About this task: Please filter the data down to the lines that include the word "shirt" and copy them.

Supplied material:
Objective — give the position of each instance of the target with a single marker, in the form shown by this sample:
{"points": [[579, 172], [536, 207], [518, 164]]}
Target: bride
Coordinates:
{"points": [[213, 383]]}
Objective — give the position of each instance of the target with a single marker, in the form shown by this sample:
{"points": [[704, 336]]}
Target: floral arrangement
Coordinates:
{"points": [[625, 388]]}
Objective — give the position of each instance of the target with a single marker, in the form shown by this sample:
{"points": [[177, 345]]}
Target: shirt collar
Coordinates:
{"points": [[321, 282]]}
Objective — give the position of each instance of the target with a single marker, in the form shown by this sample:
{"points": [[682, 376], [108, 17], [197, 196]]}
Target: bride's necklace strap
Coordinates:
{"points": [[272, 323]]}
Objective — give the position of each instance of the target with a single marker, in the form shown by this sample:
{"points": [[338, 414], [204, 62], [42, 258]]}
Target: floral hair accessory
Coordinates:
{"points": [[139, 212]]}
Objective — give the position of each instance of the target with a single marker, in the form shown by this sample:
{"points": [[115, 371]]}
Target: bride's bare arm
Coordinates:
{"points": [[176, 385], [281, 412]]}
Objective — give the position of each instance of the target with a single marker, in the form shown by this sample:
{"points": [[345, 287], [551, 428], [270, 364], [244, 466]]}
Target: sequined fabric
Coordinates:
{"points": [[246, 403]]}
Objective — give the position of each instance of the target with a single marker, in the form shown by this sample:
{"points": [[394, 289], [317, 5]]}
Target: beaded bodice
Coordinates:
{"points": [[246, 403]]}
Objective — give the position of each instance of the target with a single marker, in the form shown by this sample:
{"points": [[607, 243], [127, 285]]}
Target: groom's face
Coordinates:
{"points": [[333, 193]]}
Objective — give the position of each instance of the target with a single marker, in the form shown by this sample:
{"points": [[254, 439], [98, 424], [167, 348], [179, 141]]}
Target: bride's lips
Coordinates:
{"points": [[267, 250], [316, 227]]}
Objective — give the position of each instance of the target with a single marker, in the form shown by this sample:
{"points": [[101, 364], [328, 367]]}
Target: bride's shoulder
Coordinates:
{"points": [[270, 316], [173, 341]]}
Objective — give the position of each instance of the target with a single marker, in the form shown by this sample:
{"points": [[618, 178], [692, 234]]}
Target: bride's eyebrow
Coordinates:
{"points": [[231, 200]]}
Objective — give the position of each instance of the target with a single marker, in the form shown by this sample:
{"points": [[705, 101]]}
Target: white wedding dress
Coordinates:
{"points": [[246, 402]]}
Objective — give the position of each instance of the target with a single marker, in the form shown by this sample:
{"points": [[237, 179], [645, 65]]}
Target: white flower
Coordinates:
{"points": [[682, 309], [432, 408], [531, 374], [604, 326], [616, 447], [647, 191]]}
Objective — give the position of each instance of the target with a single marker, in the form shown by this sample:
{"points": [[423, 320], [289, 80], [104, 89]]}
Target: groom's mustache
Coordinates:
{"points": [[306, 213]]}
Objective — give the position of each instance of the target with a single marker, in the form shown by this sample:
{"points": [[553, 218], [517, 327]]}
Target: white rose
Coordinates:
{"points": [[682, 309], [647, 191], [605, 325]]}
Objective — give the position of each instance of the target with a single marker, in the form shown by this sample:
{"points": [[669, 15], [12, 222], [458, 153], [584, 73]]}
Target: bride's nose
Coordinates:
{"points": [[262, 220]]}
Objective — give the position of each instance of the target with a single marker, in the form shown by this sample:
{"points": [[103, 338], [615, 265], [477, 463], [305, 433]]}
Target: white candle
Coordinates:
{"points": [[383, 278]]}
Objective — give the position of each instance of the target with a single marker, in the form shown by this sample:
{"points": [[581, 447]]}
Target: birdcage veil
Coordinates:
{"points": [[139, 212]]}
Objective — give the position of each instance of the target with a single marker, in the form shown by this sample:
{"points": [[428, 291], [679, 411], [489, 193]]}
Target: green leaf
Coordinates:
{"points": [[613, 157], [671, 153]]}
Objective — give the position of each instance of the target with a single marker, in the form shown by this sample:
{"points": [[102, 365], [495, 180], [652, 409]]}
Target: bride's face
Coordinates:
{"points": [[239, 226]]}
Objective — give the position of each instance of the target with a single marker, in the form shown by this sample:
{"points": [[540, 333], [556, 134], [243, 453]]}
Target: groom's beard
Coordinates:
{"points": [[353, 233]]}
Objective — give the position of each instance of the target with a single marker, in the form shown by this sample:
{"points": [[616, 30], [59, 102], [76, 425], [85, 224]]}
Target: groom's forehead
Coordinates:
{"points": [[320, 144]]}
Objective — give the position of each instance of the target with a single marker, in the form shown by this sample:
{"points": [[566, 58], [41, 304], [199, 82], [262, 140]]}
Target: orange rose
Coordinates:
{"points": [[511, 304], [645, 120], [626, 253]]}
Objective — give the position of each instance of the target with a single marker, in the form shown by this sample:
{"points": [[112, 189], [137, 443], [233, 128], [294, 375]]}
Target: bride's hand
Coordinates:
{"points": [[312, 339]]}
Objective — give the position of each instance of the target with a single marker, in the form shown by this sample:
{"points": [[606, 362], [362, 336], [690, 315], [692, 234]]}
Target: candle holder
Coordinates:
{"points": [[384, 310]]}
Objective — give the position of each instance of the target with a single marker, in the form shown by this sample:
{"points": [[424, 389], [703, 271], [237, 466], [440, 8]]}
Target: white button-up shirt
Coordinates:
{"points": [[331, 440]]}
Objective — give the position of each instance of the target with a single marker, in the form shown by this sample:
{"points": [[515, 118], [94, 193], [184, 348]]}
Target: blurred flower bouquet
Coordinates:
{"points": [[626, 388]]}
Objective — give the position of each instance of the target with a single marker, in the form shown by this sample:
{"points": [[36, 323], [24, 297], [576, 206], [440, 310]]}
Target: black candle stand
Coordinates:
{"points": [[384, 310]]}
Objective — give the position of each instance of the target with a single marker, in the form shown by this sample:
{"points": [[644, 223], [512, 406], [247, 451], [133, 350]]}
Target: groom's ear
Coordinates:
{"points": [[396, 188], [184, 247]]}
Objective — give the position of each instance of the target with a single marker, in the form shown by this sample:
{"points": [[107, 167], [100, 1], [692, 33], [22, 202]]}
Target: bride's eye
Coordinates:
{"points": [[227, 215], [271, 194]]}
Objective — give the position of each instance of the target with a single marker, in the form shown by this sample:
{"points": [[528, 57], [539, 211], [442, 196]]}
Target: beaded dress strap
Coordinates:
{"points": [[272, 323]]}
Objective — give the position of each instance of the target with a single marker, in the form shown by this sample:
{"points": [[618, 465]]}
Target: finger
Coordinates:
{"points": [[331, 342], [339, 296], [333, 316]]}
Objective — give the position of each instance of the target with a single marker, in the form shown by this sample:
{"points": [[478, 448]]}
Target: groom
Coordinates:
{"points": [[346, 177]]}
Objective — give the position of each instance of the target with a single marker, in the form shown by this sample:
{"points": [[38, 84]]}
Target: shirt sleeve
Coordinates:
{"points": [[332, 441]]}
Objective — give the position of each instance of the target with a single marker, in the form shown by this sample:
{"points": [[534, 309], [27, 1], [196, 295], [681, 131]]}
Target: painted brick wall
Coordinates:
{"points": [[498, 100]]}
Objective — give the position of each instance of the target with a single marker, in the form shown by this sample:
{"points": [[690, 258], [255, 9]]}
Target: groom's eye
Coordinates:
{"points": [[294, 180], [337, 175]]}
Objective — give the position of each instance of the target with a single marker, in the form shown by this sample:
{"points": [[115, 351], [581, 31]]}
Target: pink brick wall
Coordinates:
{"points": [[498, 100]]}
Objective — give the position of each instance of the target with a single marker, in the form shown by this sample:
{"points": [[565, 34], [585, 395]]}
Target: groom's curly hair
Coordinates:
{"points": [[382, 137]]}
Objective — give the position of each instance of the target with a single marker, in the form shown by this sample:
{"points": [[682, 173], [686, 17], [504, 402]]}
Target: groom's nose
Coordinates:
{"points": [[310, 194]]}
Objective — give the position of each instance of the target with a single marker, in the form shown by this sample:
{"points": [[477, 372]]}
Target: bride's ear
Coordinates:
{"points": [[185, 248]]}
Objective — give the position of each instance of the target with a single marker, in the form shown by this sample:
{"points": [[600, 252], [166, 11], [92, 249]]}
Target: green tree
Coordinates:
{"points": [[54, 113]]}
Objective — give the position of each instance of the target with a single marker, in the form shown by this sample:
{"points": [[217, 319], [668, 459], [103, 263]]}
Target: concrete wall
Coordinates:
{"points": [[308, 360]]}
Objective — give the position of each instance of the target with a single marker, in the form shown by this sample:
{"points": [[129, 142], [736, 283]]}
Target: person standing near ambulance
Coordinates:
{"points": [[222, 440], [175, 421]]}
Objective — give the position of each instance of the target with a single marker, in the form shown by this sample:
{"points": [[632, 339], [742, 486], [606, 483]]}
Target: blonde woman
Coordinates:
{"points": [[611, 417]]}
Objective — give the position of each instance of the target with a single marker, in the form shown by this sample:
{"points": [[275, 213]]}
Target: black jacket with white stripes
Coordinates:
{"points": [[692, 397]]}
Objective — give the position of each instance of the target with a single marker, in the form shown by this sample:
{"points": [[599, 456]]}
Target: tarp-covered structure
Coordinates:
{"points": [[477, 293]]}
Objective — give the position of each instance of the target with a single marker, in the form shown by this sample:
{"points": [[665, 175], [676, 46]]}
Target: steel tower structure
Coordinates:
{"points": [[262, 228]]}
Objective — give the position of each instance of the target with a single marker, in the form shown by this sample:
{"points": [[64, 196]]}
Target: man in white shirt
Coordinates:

Final answer:
Target: shirt collar
Target: white button-up shirt
Target: shirt sleeve
Target: man in white shirt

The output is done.